WORK REQUIRED -
Reproduce, word for word, the full issue page below about post-processing transcripts with an LLM.

PROVIDED PASSAGE -
▼

BasedHardware / omi

AI wearables
https://omi.me
MIT License
3.61k stars 442 forks source link

Is there a way to do post processing of transcripts via LLM? #608

Closed josancamon19 closed 1 month ago

josancamon19 commented 2 months ago

Is your feature request related to a problem? Please describe. Spent 2 hours attempting this, here are my findings.

Prompt attempted:

You are a helpful assistant for correcting transcriptions of recordings. You will be given a list of voice segments, each segment contains the fields (speaker id, text, and seconds [start, end])

The transcription has a Word Error Rate of about 15% in english, in other languages could be up to 25%, and it is specially bad at speaker diarization.

Your task is to improve the transcript by taking the following steps:

1. Make the conversation coherent, if someone reads it, it should be clear what the conversation is about, remember the estimate percentage of WER, this could include missing words, incorrectly transcribed words, missing connectors, punctuation signs, etc.

2. The speakers ids are most likely inaccurate, make sure to assign the correct speaker id to each segment, by understanding the whole conversation. For example, 
- The transcript could have 4 different speakers, but by analyzing the overall context, one can discover that it was only 2, and the speaker identification, took incorrectly multiple people.
- The transcript could have 1 single speaker, or 2, but in reality was 3.

▲

DATA SUPPLIED -
▼

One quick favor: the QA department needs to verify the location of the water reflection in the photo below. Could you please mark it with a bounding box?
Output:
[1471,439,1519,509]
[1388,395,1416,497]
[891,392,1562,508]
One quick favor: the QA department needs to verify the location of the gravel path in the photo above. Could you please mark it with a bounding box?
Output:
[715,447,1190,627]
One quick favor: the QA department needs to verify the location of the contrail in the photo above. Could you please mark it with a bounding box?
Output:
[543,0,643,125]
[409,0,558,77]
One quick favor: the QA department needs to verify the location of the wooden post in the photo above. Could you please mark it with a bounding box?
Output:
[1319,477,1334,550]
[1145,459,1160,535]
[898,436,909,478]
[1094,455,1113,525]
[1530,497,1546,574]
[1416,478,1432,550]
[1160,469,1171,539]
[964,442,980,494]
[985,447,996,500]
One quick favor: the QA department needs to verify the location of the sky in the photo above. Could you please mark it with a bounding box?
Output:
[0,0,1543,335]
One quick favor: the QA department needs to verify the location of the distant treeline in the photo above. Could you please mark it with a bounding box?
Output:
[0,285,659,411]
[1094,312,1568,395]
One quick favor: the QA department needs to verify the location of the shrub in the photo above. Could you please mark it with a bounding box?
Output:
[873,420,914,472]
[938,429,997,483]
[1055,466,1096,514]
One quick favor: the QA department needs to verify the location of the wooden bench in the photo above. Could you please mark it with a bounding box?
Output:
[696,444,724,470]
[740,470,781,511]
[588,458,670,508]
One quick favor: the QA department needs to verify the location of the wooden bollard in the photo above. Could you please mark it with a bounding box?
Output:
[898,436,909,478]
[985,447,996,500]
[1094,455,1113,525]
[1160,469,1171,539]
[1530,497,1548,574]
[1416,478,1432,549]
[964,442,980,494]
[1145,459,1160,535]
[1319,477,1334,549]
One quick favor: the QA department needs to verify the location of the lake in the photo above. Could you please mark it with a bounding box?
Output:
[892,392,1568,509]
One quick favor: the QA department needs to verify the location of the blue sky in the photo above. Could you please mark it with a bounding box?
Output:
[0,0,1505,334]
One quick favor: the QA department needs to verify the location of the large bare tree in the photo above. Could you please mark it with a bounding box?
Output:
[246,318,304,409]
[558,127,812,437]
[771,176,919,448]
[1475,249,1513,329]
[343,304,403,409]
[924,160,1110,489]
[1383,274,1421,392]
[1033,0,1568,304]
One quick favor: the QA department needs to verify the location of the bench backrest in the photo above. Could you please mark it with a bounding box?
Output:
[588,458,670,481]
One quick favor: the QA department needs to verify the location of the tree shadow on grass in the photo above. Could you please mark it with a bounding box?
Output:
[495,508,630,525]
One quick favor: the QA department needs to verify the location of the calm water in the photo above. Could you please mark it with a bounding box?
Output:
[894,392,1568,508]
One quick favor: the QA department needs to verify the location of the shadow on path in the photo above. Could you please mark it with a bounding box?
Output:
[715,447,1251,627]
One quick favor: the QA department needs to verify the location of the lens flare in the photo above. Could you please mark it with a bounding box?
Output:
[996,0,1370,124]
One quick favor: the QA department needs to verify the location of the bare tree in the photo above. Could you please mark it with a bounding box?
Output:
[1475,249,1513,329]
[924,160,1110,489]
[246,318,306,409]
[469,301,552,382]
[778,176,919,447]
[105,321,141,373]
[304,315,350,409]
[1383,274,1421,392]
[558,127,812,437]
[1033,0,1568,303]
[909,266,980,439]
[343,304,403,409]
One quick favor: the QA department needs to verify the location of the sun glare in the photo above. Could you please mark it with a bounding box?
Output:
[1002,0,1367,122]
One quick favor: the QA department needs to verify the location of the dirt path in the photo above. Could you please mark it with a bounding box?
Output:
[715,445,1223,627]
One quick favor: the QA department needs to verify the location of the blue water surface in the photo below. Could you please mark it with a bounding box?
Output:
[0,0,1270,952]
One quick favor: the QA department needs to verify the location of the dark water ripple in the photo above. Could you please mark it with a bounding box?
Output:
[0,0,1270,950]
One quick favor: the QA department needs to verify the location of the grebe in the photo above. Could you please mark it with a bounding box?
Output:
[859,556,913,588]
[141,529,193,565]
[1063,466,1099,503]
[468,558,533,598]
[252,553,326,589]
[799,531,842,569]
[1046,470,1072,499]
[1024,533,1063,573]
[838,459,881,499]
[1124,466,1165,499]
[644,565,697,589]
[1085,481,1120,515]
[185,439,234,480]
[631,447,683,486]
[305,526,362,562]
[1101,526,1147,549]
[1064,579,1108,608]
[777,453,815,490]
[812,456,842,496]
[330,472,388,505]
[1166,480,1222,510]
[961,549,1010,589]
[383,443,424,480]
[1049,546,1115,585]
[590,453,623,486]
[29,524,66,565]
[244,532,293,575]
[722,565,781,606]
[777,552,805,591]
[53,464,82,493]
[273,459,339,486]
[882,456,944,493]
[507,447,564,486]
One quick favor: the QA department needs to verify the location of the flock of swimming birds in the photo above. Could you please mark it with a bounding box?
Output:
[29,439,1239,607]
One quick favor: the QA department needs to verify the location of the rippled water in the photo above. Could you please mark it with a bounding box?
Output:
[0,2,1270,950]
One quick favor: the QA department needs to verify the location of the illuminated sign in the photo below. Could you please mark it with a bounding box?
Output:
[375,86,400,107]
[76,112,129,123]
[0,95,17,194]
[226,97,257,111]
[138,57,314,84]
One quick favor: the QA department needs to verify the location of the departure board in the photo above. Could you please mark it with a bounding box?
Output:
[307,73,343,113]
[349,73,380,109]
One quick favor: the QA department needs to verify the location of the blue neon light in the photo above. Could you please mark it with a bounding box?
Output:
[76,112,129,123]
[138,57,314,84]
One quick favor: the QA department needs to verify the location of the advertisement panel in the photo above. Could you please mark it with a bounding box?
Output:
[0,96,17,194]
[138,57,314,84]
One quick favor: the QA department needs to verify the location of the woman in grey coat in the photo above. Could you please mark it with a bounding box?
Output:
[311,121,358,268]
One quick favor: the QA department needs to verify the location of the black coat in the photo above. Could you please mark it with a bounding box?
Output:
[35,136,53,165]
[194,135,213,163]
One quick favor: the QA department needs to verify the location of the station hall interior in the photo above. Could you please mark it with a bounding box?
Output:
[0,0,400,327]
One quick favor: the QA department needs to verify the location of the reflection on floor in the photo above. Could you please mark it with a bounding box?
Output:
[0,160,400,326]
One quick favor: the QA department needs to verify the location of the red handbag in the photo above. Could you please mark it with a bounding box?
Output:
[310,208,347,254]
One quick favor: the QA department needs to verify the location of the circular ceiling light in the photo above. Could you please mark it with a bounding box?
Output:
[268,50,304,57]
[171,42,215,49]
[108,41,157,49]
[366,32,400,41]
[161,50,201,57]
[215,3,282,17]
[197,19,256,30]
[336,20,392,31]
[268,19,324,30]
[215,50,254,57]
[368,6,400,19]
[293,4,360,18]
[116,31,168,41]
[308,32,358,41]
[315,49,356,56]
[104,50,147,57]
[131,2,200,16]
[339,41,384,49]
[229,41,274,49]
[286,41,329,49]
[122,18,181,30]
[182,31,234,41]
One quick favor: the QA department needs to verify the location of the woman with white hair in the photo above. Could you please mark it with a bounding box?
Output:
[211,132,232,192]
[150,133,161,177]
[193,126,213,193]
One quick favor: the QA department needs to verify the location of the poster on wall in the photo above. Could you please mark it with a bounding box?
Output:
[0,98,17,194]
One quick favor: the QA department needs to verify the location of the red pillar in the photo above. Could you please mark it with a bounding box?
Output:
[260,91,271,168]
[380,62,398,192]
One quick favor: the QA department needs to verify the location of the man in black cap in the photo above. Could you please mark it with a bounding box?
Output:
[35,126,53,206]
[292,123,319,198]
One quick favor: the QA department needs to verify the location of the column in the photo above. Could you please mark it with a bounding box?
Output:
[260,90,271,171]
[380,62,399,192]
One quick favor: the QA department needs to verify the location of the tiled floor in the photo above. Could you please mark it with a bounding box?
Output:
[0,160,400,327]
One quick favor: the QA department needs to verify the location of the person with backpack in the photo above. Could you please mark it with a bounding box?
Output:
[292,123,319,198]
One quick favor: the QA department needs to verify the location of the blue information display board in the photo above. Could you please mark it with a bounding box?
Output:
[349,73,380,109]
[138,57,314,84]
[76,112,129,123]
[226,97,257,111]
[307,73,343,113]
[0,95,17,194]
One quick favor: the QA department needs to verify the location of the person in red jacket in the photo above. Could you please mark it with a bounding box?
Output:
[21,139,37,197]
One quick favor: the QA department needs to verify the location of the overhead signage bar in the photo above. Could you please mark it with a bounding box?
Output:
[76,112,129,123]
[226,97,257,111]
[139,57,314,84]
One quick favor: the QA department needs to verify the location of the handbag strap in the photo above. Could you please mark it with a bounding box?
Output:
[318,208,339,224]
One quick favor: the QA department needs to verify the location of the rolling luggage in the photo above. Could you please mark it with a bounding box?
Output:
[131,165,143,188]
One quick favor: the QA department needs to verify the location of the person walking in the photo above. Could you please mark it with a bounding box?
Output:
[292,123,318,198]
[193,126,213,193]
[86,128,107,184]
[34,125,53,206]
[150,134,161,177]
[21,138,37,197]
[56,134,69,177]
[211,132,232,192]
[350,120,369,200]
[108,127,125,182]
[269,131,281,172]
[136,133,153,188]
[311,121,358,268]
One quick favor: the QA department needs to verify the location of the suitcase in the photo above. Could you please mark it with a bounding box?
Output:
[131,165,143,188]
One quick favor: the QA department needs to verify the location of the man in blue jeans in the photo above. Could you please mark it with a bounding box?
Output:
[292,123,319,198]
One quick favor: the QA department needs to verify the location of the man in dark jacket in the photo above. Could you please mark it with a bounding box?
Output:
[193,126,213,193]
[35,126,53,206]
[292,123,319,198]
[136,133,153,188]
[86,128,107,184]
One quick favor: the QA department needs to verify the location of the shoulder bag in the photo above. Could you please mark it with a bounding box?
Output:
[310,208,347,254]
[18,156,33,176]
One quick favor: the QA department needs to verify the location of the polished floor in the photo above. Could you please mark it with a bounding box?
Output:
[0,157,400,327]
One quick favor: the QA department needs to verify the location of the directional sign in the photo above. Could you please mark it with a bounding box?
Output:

▲

SOLUTION TO THE PROBLEM -
BasedHardware / omi

AI wearables
https://omi.me
MIT License
3.61k stars 442 forks source link

Is there a way to do post processing of transcripts via LLM? #608

Closed josancamon19 closed 1 month ago

josancamon19 commented 2 months ago

Is your feature request related to a problem? Please describe. Spent 2 hours attempting this, here are my findings.

Prompt attempted:

You are a helpful assistant for correcting transcriptions of recordings. You will be given a list of voice segments, each segment contains the fields (speaker id, text, and seconds [start, end])

The transcription has a Word Error Rate of about 15% in english, in other languages could be up to 25%, and it is specially bad at speaker diarization.

Your task is to improve the transcript by taking the following steps:

1. Make the conversation coherent, if someone reads it, it should be clear what the conversation is about, remember the estimate percentage of WER, this could include missing words, incorrectly transcribed words, missing connectors, punctuation signs, etc.

2. The speakers ids are most likely inaccurate, make sure to assign the correct speaker id to each segment, by understanding the whole conversation. For example, 
- The transcript could have 4 different speakers, but by analyzing the overall context, one can discover that it was only 2, and the speaker identification, took incorrectly multiple people.
- The transcript could have 1 single speaker, or 2, but in reality was 3.